- [TEXT PROVIDED]:

The confusion comes in not knowing who to believe.



Not quite. Being gay itself is different than engaging in gay sex. A straight man can engage in sex with another man, but that doesn't make him gay.

I don't define myself as a gay man simply because I have (or more to the point, have had) gay sex with men.



I have to ask: have you read this whole thread? I don't do anything sexually with other men. So in that respect, I'm not sinning.

As for asking God to forgive me for actually being gay - well, I used to. But it was more in the context of "apologizing for something I don't need to apologize for". It was me expressing disgust with myself for being this way. It was kinda like telling God I was sorry for liking chocolate, when I really can't help the fact that I like chocolate. The condition of liking chocolate in and of itself is NOT wrong. I can try to TELL myself I don't like chocolate, but that would be an utter lie. So for me to actually ask God to forgive me for being gay seems a bit pointless. I don't think He holds it against me, because I didn't actively and consciously CHOOSE to be gay. It just developed. It happened.



I've done that already.



Been there, done that.



I've done that, and I think it's the only way I've been able to refrain from engaging in gay sex.



If you haven't read the entire thread, it might interest you to know that I haven't had sex with anyone in 15 years.



Some would say that's a matter of personal opinion that can only be judged by someone who has experienced both things. Have you experienced urges to have gay sex? Most likely not. Likewise, I haven't had urges to do drugs - though I WILL say I have alcoholic tendencies - particularly when it comes to hard liquor - and if I don't strive to keep them in check, I can easily fall into a pattern where I want to get drunk all the time. So I'm not TOTALLY oblivious to substance addiction. But I wouldn't presume to say that my urges are stronger or weaker than the urges someone else experiences for a different bondage.



Some days I strive for that more strongly than others. I imagine a lot of people are like that. I try to do my best to trust Him to guide me.

good for you wcrob.. i like you and how you say things.

- [THE TASK]:
Repeat the text above about faith and being gay word for word.

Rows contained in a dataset
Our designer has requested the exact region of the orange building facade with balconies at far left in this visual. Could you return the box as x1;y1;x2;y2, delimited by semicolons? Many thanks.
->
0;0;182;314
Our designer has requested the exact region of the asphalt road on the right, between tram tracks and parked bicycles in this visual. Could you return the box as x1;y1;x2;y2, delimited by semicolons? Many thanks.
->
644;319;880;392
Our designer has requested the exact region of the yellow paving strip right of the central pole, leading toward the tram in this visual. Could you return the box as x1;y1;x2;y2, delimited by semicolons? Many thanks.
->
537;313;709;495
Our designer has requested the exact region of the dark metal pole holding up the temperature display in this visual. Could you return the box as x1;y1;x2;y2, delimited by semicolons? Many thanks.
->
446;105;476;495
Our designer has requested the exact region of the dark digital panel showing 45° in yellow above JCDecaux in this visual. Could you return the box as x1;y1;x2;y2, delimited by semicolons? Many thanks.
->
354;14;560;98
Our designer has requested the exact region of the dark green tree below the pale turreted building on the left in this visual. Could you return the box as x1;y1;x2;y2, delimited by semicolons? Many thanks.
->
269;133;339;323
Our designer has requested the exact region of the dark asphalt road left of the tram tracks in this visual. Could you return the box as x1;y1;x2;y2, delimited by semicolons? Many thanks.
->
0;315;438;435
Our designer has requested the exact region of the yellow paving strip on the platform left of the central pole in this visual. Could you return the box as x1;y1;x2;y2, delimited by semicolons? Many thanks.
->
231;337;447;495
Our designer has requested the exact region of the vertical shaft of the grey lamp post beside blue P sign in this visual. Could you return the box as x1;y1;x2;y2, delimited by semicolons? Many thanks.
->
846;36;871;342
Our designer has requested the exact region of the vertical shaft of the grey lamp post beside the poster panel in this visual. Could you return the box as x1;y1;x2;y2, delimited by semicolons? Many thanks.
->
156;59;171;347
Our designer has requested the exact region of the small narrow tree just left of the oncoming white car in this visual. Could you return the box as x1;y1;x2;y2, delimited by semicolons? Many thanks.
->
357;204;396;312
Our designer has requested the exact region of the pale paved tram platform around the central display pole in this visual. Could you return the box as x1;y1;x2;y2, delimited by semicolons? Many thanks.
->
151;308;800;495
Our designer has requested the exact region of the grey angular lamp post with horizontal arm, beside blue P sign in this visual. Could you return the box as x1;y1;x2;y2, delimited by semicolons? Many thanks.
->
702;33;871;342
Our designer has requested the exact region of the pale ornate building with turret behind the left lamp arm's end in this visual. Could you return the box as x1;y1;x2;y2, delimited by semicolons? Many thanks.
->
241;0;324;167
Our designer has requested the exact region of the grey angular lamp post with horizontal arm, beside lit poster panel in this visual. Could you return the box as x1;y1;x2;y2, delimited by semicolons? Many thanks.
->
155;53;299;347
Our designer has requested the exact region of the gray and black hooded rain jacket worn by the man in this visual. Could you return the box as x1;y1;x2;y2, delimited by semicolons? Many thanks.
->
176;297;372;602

...

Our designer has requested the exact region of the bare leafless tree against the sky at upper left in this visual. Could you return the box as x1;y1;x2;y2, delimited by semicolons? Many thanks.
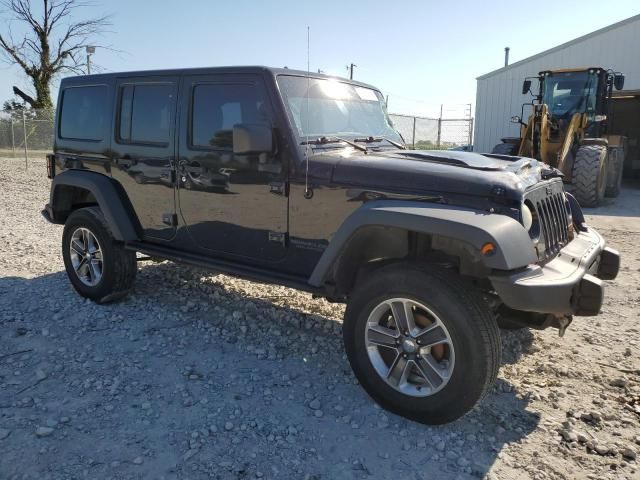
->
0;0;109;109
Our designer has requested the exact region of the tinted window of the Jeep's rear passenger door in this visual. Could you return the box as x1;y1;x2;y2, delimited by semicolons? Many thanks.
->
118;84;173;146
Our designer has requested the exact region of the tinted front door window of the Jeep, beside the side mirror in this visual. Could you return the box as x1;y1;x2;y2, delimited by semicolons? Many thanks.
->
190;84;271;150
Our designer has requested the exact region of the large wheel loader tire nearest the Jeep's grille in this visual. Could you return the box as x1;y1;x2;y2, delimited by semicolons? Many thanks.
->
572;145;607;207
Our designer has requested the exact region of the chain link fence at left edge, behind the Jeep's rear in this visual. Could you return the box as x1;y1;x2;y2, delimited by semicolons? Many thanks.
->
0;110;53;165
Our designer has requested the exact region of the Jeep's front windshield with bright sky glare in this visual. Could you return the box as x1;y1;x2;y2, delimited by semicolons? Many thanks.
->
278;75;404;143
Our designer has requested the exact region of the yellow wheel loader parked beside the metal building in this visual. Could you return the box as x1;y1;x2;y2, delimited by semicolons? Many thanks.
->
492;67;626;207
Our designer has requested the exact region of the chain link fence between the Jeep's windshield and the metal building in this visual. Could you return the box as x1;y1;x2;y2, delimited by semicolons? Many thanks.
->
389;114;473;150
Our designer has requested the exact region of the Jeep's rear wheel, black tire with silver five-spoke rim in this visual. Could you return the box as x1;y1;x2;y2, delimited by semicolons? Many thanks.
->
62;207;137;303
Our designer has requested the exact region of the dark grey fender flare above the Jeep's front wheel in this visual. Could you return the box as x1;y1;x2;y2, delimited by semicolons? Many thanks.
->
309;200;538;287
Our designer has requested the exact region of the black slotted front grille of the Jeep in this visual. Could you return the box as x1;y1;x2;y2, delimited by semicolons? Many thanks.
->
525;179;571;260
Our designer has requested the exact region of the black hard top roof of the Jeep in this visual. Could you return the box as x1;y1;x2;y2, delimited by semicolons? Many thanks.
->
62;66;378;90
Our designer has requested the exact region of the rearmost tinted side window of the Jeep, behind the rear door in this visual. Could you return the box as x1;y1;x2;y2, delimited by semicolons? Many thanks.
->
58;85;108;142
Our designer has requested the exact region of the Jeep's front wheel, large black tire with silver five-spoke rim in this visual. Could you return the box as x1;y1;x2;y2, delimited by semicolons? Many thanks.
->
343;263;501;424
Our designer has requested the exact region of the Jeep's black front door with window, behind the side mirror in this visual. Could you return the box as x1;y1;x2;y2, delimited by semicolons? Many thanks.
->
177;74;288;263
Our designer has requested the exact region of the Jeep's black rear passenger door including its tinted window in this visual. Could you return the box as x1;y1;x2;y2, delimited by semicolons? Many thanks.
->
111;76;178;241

- [TASK RESPONSE]:
The confusion comes in not knowing who to believe.



Not quite. Being gay itself is different than engaging in gay sex. A straight man can engage in sex with another man, but that doesn't make him gay.

I don't define myself as a gay man simply because I have (or more to the point, have had) gay sex with men.



I have to ask: have you read this whole thread? I don't do anything sexually with other men. So in that respect, I'm not sinning.

As for asking God to forgive me for actually being gay - well, I used to. But it was more in the context of "apologizing for something I don't need to apologize for". It was me expressing disgust with myself for being this way. It was kinda like telling God I was sorry for liking chocolate, when I really can't help the fact that I like chocolate. The condition of liking chocolate in and of itself is NOT wrong. I can try to TELL myself I don't like chocolate, but that would be an utter lie. So for me to actually ask God to forgive me for being gay seems a bit pointless. I don't think He holds it against me, because I didn't actively and consciously CHOOSE to be gay. It just developed. It happened.



I've done that already.



Been there, done that.



I've done that, and I think it's the only way I've been able to refrain from engaging in gay sex.



If you haven't read the entire thread, it might interest you to know that I haven't had sex with anyone in 15 years.



Some would say that's a matter of personal opinion that can only be judged by someone who has experienced both things. Have you experienced urges to have gay sex? Most likely not. Likewise, I haven't had urges to do drugs - though I WILL say I have alcoholic tendencies - particularly when it comes to hard liquor - and if I don't strive to keep them in check, I can easily fall into a pattern where I want to get drunk all the time. So I'm not TOTALLY oblivious to substance addiction. But I wouldn't presume to say that my urges are stronger or weaker than the urges someone else experiences for a different bondage.



Some days I strive for that more strongly than others. I imagine a lot of people are like that. I try to do my best to trust Him to guide me.

good for you wcrob.. i like you and how you say things.